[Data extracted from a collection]
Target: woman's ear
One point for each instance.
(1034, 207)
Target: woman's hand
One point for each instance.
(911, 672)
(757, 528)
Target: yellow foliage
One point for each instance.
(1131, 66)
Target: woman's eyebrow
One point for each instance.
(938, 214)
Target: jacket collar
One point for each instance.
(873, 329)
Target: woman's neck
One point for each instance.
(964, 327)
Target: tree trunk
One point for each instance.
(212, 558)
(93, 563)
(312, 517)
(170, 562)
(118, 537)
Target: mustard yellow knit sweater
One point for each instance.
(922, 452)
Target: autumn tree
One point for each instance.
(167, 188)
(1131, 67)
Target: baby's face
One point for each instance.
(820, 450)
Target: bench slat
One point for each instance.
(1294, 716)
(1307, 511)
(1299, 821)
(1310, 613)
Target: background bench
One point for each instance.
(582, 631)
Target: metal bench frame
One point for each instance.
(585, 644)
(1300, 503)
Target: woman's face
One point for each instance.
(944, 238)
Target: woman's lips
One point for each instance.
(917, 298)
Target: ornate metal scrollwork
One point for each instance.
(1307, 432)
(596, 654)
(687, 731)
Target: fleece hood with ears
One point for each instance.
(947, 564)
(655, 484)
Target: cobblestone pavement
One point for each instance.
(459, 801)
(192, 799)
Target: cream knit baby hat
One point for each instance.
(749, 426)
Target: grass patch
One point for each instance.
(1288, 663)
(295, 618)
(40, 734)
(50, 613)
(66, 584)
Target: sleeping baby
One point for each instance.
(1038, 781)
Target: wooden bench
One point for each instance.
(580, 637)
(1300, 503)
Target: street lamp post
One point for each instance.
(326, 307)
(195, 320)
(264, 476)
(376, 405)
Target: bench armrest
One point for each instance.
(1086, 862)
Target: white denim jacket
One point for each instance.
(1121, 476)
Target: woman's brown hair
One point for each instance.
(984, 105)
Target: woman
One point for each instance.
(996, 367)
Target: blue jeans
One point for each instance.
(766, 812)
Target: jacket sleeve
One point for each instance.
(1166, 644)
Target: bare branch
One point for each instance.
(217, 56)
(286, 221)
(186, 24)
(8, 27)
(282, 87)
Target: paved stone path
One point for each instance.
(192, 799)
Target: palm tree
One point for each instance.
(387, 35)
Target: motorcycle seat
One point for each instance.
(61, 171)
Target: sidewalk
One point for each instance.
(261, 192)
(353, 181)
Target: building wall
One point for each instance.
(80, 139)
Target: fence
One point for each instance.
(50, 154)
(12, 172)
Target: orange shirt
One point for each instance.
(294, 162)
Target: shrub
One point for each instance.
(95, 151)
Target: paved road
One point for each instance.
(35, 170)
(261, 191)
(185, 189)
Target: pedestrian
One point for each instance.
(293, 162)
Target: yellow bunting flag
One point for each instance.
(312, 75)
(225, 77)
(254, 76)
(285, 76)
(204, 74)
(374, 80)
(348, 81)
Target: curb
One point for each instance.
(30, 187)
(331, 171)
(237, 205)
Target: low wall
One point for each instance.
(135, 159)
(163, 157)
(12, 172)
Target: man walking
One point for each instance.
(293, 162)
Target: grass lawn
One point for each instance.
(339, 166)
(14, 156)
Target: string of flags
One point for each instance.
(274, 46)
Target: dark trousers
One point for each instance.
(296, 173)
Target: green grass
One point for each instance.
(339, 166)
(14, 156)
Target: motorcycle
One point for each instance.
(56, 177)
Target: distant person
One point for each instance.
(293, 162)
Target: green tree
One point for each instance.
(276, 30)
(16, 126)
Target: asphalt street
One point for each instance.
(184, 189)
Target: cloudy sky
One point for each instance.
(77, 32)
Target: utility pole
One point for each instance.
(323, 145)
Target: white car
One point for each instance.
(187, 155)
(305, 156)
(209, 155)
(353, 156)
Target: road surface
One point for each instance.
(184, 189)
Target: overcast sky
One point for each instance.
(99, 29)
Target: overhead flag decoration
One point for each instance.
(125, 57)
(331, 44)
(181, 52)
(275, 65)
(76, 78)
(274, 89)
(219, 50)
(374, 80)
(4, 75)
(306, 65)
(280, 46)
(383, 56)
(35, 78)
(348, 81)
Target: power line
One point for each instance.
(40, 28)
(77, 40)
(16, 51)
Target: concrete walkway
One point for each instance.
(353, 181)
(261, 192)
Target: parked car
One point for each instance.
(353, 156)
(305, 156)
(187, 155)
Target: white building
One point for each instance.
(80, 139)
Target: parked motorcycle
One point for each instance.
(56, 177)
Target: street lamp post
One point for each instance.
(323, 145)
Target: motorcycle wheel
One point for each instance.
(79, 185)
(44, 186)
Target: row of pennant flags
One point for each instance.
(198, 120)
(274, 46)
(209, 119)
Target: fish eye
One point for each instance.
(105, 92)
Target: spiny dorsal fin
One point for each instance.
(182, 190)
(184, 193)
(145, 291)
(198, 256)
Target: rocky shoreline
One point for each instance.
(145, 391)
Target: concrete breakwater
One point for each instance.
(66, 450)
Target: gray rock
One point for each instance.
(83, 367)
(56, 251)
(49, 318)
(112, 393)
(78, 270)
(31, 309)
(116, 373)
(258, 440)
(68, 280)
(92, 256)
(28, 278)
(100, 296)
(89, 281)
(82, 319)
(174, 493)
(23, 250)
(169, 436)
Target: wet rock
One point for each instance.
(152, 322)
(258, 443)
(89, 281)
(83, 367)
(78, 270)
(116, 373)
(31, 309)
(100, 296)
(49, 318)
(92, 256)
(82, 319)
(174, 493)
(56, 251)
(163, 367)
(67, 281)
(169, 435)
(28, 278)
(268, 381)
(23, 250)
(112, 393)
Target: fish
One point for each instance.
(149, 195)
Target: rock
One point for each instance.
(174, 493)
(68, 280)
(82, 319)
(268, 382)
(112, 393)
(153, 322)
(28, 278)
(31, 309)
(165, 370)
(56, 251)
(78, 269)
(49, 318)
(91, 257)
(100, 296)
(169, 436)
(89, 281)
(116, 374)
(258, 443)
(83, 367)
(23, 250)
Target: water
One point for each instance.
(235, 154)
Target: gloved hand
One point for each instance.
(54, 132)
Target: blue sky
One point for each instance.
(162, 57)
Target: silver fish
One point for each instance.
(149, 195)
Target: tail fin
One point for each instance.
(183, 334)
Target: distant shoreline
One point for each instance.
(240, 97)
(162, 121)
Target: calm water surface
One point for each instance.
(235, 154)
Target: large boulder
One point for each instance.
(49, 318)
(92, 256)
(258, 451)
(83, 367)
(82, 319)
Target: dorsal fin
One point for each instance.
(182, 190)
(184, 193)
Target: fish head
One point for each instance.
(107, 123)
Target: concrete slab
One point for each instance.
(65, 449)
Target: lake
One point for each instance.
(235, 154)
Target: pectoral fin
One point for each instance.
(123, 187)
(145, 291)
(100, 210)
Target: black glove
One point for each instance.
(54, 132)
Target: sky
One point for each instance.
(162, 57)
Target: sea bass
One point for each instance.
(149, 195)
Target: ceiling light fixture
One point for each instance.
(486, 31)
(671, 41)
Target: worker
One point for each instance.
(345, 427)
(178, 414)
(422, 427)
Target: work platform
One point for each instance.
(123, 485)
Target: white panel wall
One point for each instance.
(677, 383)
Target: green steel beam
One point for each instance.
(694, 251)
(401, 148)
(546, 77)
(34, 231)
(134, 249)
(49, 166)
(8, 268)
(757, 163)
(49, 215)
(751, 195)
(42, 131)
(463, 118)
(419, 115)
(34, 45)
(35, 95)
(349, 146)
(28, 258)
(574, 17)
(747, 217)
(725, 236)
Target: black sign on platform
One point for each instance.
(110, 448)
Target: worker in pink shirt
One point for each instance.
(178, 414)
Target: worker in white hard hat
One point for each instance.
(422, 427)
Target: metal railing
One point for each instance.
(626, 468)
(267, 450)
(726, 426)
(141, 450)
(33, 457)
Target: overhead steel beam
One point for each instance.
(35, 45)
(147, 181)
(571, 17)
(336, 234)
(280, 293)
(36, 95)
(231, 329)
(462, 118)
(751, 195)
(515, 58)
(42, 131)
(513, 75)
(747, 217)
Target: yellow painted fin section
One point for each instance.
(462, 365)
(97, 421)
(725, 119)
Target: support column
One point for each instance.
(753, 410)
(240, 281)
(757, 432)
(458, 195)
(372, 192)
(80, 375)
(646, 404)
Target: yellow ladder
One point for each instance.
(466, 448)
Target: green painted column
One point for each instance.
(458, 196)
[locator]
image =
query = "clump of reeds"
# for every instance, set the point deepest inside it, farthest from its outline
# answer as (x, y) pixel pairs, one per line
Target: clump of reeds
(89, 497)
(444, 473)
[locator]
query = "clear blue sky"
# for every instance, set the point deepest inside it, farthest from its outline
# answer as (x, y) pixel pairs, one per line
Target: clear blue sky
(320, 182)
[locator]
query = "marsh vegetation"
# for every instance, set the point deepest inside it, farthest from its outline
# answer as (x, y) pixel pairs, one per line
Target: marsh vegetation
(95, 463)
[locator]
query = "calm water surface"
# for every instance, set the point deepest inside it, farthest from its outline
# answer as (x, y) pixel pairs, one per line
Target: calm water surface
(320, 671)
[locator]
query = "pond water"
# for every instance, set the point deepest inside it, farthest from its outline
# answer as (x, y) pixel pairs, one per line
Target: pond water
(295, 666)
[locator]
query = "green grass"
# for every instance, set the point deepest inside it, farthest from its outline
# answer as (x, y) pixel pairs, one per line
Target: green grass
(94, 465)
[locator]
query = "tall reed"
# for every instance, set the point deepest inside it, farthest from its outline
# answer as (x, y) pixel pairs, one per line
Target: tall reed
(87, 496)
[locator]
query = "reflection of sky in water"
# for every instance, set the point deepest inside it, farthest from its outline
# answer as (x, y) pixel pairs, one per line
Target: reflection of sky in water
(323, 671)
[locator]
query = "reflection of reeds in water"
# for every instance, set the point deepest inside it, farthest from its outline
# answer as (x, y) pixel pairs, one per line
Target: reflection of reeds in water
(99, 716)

THE TASK
Out of the entries above, write out only the lines between the line holding "Target: blue sky" and the line holding "Target: support column", inclusive, each exactly as given.

WRITTEN RESPONSE
Target: blue sky
One point for each instance.
(162, 57)
Target: silver fish
One point for each instance.
(149, 195)
Target: tail fin
One point for each instance.
(183, 334)
Target: distant shoreline
One point for each instance.
(240, 97)
(162, 121)
Target: calm water surface
One point for each instance.
(235, 154)
Target: large boulder
One point for each instance.
(49, 318)
(92, 256)
(258, 451)
(83, 367)
(82, 319)
Target: dorsal fin
One point for each instance.
(182, 190)
(184, 193)
Target: fish head
One point for each instance.
(107, 123)
Target: concrete slab
One point for each instance.
(65, 449)
Target: lake
One point for each instance.
(235, 154)
Target: pectoral fin
One point for each instance.
(123, 187)
(145, 291)
(100, 210)
Target: black glove
One point for each instance.
(54, 132)
Target: sky
One point for each instance.
(162, 57)
Target: sea bass
One point for each instance.
(149, 195)
Target: ceiling light fixture
One point for each instance.
(486, 31)
(671, 41)
Target: worker
One point for each instance.
(345, 427)
(178, 414)
(422, 427)
Target: work platform
One point for each instance.
(123, 485)
Target: white panel wall
One point for each instance.
(677, 383)
Target: green steel beam
One point for each instance.
(694, 251)
(401, 148)
(546, 77)
(34, 231)
(134, 249)
(49, 166)
(8, 268)
(757, 163)
(49, 215)
(751, 195)
(42, 131)
(463, 118)
(419, 115)
(34, 45)
(35, 95)
(349, 146)
(28, 258)
(574, 17)
(747, 217)
(725, 236)
Target: black sign on platform
One point for each instance.
(110, 448)
Target: worker in pink shirt
One point for each instance.
(178, 414)
Target: worker in white hard hat
One point for each instance.
(422, 427)
Target: metal railing
One point for each instance.
(626, 468)
(267, 450)
(726, 426)
(141, 450)
(33, 457)
Target: overhead steel beam
One point for each instance.
(35, 45)
(147, 181)
(571, 17)
(336, 234)
(280, 293)
(36, 95)
(231, 329)
(462, 118)
(751, 195)
(515, 58)
(42, 131)
(513, 75)
(747, 217)
Target: yellow painted fin section
One point for each instance.
(462, 365)
(97, 421)
(725, 119)
Target: support column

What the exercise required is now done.